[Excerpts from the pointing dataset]
··········

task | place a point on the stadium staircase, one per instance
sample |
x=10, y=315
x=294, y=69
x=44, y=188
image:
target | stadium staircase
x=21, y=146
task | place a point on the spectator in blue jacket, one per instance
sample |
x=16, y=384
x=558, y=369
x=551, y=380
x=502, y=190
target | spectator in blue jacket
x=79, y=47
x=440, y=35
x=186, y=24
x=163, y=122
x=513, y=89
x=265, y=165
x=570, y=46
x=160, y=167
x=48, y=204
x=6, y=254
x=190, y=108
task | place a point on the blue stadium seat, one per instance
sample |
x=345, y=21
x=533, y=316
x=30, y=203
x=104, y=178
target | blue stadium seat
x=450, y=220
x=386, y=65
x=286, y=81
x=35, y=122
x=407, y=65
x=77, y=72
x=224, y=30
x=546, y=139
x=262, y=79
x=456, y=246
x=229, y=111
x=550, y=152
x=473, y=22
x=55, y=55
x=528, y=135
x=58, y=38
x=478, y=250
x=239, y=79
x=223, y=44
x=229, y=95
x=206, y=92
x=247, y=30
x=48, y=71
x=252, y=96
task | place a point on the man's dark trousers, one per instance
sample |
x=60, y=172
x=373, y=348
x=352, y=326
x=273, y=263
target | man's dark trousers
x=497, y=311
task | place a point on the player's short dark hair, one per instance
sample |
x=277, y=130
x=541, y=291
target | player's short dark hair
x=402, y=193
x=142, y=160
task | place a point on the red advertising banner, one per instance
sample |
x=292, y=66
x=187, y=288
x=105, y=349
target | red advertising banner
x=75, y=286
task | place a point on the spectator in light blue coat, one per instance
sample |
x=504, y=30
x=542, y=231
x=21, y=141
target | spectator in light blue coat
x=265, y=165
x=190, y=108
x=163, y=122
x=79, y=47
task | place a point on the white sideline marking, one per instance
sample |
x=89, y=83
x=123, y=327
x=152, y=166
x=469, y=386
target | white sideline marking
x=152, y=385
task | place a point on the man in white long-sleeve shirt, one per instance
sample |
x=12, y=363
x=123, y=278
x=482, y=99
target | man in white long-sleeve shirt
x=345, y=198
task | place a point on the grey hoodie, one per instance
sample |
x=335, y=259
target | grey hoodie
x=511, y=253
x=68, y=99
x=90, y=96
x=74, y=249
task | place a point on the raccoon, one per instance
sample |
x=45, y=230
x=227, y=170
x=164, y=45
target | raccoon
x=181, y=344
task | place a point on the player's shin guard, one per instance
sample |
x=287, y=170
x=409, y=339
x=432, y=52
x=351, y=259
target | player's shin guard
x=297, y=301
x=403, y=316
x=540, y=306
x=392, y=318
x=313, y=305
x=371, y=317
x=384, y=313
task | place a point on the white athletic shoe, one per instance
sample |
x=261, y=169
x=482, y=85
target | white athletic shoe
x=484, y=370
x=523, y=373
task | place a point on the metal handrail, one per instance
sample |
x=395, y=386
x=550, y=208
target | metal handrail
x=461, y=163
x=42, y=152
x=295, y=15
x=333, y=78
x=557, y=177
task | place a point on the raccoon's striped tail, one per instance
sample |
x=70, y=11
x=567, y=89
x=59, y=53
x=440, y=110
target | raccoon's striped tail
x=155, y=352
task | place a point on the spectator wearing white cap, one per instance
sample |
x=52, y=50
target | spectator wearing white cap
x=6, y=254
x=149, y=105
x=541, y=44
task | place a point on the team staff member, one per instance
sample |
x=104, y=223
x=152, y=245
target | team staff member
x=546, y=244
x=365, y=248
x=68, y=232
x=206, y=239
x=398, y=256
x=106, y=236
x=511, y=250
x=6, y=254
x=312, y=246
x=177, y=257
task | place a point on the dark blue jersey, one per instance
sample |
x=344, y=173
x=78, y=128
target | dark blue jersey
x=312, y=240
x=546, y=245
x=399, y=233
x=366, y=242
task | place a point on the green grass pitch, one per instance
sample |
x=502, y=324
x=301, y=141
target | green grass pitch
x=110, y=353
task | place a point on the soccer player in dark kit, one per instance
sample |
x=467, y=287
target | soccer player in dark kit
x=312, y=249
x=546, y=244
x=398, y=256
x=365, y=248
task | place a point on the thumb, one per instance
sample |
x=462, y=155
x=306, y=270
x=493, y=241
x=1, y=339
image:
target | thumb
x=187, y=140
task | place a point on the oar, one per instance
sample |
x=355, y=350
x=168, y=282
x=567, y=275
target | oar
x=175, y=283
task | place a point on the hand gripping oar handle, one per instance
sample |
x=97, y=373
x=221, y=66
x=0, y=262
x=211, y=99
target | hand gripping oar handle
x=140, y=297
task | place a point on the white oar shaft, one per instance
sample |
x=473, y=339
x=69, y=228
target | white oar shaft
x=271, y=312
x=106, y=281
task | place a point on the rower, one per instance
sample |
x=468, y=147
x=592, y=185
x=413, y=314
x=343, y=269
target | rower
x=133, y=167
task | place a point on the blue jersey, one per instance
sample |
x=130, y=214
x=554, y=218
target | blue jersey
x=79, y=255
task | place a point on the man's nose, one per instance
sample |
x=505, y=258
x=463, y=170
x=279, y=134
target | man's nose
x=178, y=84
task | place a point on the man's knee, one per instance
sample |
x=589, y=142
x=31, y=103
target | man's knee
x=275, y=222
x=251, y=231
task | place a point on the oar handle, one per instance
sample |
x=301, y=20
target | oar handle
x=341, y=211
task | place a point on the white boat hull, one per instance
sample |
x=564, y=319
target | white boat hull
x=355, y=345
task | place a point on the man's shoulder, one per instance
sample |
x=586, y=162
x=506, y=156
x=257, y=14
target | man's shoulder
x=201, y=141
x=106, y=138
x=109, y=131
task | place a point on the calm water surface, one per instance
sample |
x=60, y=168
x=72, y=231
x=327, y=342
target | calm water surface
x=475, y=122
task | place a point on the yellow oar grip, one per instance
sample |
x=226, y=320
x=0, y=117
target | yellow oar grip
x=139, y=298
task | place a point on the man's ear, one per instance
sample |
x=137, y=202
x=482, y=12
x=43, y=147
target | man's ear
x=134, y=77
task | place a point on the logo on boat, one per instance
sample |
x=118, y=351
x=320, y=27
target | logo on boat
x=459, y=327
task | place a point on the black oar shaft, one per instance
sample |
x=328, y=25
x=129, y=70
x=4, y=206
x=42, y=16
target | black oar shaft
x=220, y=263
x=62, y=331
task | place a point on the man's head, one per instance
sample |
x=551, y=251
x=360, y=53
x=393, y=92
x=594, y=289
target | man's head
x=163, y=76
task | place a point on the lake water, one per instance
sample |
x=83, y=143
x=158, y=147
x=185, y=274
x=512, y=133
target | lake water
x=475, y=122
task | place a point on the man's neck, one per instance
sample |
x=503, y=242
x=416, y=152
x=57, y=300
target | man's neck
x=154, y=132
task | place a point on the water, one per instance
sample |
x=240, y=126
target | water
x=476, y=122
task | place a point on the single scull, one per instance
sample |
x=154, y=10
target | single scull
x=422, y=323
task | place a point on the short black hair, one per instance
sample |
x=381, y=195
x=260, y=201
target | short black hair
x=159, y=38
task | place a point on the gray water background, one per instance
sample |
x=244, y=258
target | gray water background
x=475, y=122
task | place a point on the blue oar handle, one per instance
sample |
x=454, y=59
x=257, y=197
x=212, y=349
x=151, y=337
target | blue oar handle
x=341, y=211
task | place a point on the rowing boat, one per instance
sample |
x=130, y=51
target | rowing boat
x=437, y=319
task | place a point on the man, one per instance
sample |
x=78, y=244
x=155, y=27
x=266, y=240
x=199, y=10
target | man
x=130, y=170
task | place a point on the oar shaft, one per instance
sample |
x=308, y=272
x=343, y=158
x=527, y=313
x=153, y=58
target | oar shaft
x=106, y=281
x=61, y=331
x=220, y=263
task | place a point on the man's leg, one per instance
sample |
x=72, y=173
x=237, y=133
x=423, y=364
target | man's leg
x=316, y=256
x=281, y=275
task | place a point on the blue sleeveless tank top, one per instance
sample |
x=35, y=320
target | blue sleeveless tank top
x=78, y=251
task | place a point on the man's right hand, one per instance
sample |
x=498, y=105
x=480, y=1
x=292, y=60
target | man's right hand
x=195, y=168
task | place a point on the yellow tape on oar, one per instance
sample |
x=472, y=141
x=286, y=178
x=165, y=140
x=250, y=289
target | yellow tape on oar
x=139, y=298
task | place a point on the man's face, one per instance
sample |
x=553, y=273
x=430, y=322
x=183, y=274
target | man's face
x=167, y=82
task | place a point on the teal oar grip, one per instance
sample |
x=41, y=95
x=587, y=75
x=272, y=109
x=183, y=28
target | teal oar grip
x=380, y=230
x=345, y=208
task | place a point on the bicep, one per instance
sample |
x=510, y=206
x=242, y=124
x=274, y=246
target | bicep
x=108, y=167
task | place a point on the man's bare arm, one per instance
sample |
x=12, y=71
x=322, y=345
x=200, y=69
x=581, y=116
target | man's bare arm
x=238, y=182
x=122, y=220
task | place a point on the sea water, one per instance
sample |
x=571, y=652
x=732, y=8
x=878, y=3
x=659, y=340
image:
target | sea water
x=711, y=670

··········

## [The problem]
Reproduce the entries above verbatim, from the start of the entries through the line containing "x=142, y=160", including that line.

## [Result of this task]
task | place a point on the stadium staircase, one per instance
sample |
x=10, y=315
x=294, y=69
x=44, y=188
image:
target | stadium staircase
x=21, y=146
task | place a point on the spectator in blue jacket, one per instance
sample |
x=16, y=384
x=558, y=369
x=551, y=380
x=502, y=190
target | spectator in blue jacket
x=79, y=47
x=440, y=35
x=186, y=24
x=163, y=122
x=513, y=89
x=265, y=165
x=570, y=46
x=160, y=167
x=48, y=204
x=6, y=254
x=190, y=108
task | place a point on the blue stadium seat, one per instance
sample |
x=345, y=21
x=533, y=316
x=30, y=203
x=104, y=178
target | blue stadium seat
x=450, y=220
x=386, y=65
x=286, y=81
x=35, y=122
x=407, y=65
x=77, y=72
x=224, y=30
x=546, y=139
x=262, y=79
x=456, y=246
x=229, y=111
x=550, y=152
x=473, y=22
x=55, y=55
x=528, y=135
x=58, y=38
x=478, y=250
x=239, y=79
x=223, y=44
x=229, y=95
x=206, y=92
x=247, y=30
x=48, y=71
x=252, y=96
task | place a point on the man's dark trousers, one per instance
sample |
x=60, y=172
x=373, y=348
x=352, y=326
x=273, y=263
target | man's dark trousers
x=497, y=311
task | place a point on the player's short dark hair, one per instance
sample |
x=277, y=130
x=541, y=291
target | player's short dark hair
x=402, y=193
x=142, y=160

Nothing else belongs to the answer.